All lines from the line containing "water** -> mask for every instance" up to and including the last line of the listing below should be echoed exactly; no other lines belong in the response.

====

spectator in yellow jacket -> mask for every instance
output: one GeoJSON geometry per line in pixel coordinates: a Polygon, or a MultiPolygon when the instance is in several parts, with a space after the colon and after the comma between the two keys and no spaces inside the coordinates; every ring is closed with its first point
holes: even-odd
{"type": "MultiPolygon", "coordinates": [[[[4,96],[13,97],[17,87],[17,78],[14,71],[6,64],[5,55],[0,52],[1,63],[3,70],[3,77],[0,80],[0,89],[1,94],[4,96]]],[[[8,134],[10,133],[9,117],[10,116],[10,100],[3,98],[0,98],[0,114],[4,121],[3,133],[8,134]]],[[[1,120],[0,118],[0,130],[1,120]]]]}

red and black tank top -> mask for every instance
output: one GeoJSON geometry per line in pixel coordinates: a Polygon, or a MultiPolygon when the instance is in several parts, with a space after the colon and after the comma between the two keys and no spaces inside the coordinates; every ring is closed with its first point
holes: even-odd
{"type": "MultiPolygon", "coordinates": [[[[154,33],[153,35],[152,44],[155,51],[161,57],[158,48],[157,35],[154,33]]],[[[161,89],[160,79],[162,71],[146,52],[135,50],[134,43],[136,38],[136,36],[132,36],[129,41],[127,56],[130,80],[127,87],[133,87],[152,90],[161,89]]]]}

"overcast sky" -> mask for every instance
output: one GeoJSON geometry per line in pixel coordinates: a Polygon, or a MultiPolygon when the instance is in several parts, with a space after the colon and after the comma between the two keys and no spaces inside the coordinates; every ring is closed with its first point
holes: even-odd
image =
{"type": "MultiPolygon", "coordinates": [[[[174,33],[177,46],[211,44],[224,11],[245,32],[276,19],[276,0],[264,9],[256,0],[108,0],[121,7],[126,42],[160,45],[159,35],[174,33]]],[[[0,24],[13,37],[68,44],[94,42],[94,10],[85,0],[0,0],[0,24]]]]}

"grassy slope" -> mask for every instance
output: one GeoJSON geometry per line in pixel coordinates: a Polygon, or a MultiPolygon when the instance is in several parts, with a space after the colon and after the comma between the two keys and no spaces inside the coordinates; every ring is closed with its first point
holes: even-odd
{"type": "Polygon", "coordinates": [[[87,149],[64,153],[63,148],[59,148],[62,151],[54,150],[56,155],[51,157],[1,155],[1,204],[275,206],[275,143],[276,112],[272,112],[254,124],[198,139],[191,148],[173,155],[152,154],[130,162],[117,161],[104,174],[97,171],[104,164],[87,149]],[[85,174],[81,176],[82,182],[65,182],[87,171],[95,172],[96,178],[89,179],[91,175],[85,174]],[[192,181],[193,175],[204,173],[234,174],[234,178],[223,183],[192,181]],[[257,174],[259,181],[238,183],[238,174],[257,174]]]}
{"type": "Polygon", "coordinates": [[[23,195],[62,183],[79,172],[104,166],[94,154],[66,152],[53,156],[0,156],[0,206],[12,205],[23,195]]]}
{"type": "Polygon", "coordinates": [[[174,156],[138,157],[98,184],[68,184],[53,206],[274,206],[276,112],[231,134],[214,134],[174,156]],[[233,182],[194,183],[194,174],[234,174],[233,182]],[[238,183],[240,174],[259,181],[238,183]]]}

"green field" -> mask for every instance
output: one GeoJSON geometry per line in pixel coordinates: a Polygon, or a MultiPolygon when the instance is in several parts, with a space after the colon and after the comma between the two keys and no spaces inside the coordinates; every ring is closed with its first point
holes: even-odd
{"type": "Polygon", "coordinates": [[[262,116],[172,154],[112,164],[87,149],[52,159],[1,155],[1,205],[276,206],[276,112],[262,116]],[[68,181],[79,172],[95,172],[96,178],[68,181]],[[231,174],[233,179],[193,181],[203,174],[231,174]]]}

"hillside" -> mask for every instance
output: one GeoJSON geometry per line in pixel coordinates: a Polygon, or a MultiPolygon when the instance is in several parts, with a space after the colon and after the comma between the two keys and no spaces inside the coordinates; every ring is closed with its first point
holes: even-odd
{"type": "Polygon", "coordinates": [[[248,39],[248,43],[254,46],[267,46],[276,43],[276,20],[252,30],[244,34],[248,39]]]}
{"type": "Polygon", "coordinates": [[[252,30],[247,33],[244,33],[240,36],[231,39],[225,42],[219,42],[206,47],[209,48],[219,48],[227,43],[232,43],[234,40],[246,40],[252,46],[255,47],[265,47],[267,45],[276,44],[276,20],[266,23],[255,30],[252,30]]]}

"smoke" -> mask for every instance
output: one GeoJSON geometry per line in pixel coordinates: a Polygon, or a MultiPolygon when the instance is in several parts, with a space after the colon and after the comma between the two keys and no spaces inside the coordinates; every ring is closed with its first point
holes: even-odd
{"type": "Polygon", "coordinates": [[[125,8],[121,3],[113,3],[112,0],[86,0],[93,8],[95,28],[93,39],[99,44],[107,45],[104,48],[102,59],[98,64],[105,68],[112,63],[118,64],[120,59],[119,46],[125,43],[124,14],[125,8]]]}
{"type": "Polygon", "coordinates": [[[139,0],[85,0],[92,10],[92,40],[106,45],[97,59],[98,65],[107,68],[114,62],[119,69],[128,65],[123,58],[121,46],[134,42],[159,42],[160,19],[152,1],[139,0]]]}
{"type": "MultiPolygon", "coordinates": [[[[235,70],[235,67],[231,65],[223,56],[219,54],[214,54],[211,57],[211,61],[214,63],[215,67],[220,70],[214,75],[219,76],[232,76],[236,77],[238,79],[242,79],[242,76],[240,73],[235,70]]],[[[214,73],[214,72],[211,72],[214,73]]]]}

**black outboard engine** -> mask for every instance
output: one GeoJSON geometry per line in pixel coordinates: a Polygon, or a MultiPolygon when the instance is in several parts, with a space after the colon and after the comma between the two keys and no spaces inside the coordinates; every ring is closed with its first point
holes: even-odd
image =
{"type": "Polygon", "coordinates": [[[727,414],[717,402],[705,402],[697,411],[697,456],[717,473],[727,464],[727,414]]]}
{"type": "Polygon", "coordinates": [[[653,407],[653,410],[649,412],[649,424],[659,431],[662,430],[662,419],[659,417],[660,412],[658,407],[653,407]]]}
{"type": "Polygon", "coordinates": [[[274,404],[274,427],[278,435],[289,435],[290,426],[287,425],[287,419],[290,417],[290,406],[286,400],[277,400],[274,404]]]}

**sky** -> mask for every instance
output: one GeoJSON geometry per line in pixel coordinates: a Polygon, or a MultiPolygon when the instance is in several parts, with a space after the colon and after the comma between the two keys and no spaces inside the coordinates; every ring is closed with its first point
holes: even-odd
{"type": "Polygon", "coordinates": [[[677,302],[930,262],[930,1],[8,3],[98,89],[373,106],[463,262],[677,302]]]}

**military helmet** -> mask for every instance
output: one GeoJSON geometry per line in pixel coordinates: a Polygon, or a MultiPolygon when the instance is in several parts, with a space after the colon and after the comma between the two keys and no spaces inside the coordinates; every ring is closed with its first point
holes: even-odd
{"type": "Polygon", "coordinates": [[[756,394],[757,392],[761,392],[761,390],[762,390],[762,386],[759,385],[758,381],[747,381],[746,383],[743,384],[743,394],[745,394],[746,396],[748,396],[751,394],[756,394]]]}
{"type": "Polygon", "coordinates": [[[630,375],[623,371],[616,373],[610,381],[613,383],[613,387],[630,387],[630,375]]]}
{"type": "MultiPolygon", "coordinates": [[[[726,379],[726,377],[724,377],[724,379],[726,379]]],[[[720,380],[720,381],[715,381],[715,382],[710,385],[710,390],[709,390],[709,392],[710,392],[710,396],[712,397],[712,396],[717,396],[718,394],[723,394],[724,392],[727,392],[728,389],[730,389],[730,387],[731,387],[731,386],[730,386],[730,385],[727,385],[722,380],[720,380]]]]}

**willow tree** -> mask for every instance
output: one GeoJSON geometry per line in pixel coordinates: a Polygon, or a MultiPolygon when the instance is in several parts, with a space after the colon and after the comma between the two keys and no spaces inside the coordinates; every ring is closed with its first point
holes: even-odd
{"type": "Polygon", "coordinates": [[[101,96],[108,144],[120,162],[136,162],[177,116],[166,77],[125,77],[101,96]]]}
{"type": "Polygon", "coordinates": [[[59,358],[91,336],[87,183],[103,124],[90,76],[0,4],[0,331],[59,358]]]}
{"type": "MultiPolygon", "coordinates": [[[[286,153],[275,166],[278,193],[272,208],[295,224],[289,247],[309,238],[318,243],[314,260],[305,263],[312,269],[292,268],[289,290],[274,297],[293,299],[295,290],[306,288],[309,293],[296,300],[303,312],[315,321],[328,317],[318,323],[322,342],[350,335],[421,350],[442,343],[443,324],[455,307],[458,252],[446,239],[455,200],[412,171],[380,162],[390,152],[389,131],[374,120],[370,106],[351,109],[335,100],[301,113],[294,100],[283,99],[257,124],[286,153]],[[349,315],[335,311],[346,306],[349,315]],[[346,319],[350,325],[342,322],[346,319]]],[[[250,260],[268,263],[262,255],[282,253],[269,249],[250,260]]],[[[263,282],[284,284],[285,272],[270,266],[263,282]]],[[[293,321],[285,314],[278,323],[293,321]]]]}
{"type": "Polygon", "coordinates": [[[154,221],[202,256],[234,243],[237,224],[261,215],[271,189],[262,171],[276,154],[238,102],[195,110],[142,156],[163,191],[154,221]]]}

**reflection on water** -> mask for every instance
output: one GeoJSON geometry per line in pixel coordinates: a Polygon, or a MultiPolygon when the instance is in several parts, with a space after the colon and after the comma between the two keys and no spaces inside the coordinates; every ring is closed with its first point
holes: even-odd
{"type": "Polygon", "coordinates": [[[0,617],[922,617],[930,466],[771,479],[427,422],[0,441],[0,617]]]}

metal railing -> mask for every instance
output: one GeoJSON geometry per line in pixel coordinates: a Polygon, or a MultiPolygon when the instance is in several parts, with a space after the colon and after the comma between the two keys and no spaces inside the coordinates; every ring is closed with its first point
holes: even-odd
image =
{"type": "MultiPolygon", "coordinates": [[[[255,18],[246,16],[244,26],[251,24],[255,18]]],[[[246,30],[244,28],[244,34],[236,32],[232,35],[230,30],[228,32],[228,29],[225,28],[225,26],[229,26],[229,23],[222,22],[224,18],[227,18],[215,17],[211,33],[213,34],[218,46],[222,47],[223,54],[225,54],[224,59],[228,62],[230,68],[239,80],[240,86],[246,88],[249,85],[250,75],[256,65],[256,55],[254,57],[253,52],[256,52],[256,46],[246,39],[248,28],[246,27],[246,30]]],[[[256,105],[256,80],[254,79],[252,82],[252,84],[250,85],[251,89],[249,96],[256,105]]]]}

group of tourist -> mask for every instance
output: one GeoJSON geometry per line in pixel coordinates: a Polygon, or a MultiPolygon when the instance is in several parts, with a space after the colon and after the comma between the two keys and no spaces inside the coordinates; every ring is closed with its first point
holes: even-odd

====

**WRITTEN RESPONSE**.
**reflection on water** -> mask for every instance
output: one GeoJSON geometry per line in pixel coordinates: a Polygon, or a MultiPolygon when the instance is in several parts, with a space after the colon and after the comma between the two keys and no spaces inside the coordinates; every ring is closed with its first point
holes: even-odd
{"type": "Polygon", "coordinates": [[[0,617],[922,617],[930,466],[771,479],[427,422],[0,441],[0,617]]]}

metal railing -> mask for every instance
output: one GeoJSON geometry per line in pixel coordinates: a Polygon, or a MultiPolygon when the instance is in several parts, with a space after the colon and after the comma between the two keys and no spaces inside the coordinates; every ring is closed with its first point
holes: even-odd
image =
{"type": "MultiPolygon", "coordinates": [[[[255,18],[246,16],[244,26],[251,24],[255,18]]],[[[246,30],[244,28],[244,34],[236,32],[232,35],[230,30],[228,32],[228,29],[225,28],[225,26],[229,26],[229,23],[222,22],[224,18],[227,18],[215,17],[211,33],[213,34],[218,46],[222,47],[223,54],[225,54],[224,59],[228,62],[230,68],[239,80],[240,86],[246,88],[249,85],[250,75],[256,65],[256,55],[254,57],[253,52],[256,52],[256,46],[246,39],[248,28],[246,27],[246,30]]],[[[256,105],[256,80],[254,79],[252,82],[252,84],[250,85],[251,89],[249,96],[256,105]]]]}

group of tourist -> mask for every instance
output: one GeoJSON geometry per line in pixel coordinates: a Polygon, or a MultiPolygon when the instance is in several parts, with a space after the colon and after the comma between the two keys and no spaces inside the coordinates; every ring is closed with its first point
holes: even-odd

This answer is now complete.